Your reply should be one number: how many lines of the material contain the word "Kindly".

--------------------------------

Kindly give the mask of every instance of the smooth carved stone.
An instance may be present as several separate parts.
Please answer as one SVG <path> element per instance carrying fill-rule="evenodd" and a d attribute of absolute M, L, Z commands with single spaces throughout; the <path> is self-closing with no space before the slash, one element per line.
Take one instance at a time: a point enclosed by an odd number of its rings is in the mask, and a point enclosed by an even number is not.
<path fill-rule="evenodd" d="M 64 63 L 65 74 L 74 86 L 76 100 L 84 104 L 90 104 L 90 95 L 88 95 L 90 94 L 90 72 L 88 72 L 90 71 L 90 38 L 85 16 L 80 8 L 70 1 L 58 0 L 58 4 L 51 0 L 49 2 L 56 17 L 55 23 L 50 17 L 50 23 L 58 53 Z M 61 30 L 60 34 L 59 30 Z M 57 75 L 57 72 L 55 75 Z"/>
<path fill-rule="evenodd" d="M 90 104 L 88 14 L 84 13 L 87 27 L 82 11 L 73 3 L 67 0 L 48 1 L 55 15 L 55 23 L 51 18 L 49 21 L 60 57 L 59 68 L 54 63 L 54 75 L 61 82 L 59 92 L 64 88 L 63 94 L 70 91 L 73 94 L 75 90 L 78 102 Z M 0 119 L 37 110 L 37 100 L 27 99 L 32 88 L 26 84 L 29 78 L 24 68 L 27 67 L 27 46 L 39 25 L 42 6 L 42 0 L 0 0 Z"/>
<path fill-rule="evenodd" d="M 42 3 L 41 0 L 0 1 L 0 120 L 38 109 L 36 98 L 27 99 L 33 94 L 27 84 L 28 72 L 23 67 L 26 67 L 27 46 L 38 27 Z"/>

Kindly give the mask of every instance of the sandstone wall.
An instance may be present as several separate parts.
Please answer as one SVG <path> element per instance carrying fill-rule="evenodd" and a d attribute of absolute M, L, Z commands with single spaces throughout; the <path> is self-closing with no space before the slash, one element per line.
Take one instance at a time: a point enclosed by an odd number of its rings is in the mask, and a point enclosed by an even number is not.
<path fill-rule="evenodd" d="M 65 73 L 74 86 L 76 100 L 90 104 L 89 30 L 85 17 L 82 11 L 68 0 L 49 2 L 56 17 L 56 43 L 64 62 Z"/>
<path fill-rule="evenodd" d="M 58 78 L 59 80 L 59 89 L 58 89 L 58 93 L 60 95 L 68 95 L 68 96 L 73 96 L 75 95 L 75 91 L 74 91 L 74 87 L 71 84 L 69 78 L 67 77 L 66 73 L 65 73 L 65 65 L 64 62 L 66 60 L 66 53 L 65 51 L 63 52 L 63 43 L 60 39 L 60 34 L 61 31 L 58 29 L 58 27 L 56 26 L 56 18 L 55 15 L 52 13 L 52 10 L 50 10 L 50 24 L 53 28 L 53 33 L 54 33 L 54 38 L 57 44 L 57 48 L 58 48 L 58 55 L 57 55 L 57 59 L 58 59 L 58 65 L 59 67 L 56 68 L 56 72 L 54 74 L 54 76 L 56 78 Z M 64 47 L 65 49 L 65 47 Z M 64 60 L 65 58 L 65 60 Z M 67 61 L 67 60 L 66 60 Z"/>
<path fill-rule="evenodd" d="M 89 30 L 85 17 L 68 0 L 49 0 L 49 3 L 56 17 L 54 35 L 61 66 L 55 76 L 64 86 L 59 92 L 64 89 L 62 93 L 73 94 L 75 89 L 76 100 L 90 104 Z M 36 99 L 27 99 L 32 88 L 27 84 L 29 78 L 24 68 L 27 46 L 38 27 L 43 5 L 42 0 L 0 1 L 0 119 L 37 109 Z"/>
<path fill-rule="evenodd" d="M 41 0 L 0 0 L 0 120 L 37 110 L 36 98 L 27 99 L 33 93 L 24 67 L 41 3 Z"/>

--------------------------------

### Task solution
2